Brano estratto:
—————

Cronache

"Covid? Noi qui siamo esausti..." La "zona hot" della vergogna

Alle porte del centro storico di Firenze, lo sfruttamento della prostituzione è una realtà dura a morire, decine e decine di ragazze si vendono in strada sotto gli occhio dei passanti che ora chiedono aiuto

"Covid? Noi qui siamo esausti..." La "zona hot" della vergogna

“Non riprendere perché chiamo il capo”. Dalla parte opposta rispetto a noi sul marciapiede che costeggia il viale una ragazza dell’est ci grida a squarciagola di abbassare la telecamera. “Sto lavorando”, ci spiega. Poi, minaccia di chiamare il suo protettore. Sono le 22 di giovedì sera quando la incontriamo assieme alle sue “colleghe” appostata sul ciglio della strada in cerca di clienti. Per le vie del quartiere girano ancora le famiglie con i bambini. Ha fatto buio da poco e la temperatura primaverile favorisce le passeggiate.

—————

Voci salvate
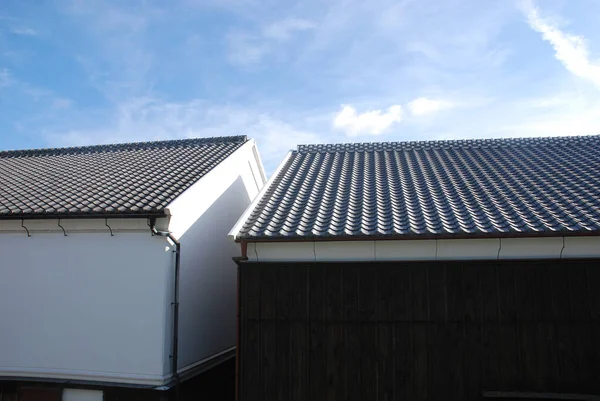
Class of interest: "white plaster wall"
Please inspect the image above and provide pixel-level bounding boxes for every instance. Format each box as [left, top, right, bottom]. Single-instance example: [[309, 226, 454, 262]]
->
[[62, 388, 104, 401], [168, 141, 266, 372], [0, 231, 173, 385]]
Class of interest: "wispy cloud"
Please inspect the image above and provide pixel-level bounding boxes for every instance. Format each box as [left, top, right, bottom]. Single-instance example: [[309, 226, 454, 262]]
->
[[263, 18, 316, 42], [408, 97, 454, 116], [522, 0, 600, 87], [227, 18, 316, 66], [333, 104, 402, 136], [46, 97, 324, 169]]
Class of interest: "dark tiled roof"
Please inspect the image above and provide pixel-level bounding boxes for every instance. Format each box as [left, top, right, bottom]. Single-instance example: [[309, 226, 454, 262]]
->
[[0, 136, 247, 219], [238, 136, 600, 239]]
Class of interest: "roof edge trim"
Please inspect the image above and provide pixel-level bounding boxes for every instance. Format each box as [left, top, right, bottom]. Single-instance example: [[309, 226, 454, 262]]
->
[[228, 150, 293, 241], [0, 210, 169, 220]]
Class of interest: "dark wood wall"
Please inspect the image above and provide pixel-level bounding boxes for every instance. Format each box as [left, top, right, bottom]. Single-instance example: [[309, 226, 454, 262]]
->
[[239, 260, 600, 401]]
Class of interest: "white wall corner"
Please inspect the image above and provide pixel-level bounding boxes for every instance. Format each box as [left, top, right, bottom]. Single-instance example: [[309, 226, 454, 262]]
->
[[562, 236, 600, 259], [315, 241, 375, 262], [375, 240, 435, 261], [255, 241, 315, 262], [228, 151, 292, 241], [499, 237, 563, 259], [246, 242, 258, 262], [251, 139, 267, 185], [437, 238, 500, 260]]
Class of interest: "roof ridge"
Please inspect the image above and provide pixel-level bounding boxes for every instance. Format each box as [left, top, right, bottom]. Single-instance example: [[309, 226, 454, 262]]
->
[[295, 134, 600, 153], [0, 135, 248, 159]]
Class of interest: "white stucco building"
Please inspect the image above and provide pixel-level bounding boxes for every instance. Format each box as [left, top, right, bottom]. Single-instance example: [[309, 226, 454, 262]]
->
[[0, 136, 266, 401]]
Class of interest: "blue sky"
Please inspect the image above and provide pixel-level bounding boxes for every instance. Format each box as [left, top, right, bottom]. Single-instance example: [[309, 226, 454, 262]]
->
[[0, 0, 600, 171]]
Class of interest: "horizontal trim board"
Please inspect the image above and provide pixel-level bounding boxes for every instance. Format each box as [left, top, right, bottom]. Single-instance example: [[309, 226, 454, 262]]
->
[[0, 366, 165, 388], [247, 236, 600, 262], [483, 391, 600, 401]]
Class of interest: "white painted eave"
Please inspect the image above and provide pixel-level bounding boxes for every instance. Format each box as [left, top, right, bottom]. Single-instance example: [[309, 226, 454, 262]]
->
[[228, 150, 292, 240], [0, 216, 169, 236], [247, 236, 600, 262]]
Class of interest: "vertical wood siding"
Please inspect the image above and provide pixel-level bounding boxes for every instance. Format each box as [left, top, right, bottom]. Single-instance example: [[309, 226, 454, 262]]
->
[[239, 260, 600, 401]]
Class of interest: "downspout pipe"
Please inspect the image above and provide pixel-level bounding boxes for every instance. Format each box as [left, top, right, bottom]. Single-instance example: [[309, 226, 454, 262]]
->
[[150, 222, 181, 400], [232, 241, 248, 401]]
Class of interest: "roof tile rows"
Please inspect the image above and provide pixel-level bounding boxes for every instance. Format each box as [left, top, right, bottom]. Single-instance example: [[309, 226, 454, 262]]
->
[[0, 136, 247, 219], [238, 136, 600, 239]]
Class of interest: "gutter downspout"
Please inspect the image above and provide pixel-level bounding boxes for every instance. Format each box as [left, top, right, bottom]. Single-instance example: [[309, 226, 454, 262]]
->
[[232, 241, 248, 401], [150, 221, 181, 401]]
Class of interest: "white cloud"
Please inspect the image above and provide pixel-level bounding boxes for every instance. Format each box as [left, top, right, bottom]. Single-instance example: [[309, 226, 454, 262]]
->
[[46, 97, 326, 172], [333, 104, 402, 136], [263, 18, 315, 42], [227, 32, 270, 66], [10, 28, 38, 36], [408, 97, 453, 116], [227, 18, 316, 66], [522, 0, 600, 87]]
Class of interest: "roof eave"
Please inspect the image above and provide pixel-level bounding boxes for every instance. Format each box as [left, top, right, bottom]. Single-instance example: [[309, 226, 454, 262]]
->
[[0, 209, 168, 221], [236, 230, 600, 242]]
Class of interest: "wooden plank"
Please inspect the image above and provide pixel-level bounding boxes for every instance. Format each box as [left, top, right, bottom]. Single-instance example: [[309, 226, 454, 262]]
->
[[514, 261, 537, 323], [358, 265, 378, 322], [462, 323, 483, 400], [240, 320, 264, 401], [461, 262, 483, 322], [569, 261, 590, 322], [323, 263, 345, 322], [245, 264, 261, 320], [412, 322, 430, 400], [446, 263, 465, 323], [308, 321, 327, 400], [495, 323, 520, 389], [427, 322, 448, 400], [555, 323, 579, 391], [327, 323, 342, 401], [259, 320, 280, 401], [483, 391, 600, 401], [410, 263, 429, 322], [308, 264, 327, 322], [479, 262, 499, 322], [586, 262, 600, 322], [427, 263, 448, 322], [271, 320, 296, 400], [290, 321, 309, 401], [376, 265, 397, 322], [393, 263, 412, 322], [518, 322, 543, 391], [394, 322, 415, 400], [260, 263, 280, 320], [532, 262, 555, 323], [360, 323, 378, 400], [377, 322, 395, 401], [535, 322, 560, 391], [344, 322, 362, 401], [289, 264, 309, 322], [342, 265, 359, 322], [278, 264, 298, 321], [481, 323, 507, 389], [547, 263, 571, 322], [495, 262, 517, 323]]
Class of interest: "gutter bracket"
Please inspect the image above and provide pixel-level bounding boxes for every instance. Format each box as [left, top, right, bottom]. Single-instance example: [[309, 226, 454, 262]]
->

—————

Verifica la comprensione:
A: Puoi riprodurre fedelmente, dall'articolo sulla prostituzione a Firenze, il tratto che va da "Alle porte del" fino a "favorisce le passeggiate."?
B: Puoi riprendere l'articolo sulla prostituzione a Firenze e proseguirlo a partire dall'ultima frase riportata?
I dati sono materiale a sé, distinto dall'articolo.

Soluzioni:
A:
Alle porte del centro storico di Firenze, lo sfruttamento della prostituzione è una realtà dura a morire, decine e decine di ragazze si vendono in strada sotto gli occhio dei passanti che ora chiedono aiuto

"Covid? Noi qui siamo esausti..." La "zona hot" della vergogna

“Non riprendere perché chiamo il capo”. Dalla parte opposta rispetto a noi sul marciapiede che costeggia il viale una ragazza dell’est ci grida a squarciagola di abbassare la telecamera. “Sto lavorando”, ci spiega. Poi, minaccia di chiamare il suo protettore. Sono le 22 di giovedì sera quando la incontriamo assieme alle sue “colleghe” appostata sul ciglio della strada in cerca di clienti. Per le vie del quartiere girano ancora le famiglie con i bambini. Ha fatto buio da poco e la temperatura primaverile favorisce le passeggiate.

B:
“Ogni sera devo spiegare a mio figlio, che ha sei anni, cosa stanno facendo quelle ragazze seminude in mezzo di strada. La mattina quando mi sveglio spero di non trovare i preservativi accanto alle aiuole sotto casa. La situazione è diventata ingestibile qua”, Giulia vive a pochi metri da quello stradone dove lo sfruttamento della prostituzione ha preso piede da decine di anni ormai. Siamo a Novoli, in uno dei quartieri che costeggiano il centro storico fiorentino, dove le nuove opere come il più recente palazzo di giustizia non sono riuscite nel tentativo di riqualificazione dell’intera zona. Lo spaccio alle cascine, la prostituzione sui viali, è lì che si concentra il degrado di una delle città d’arte più belle d’Italia.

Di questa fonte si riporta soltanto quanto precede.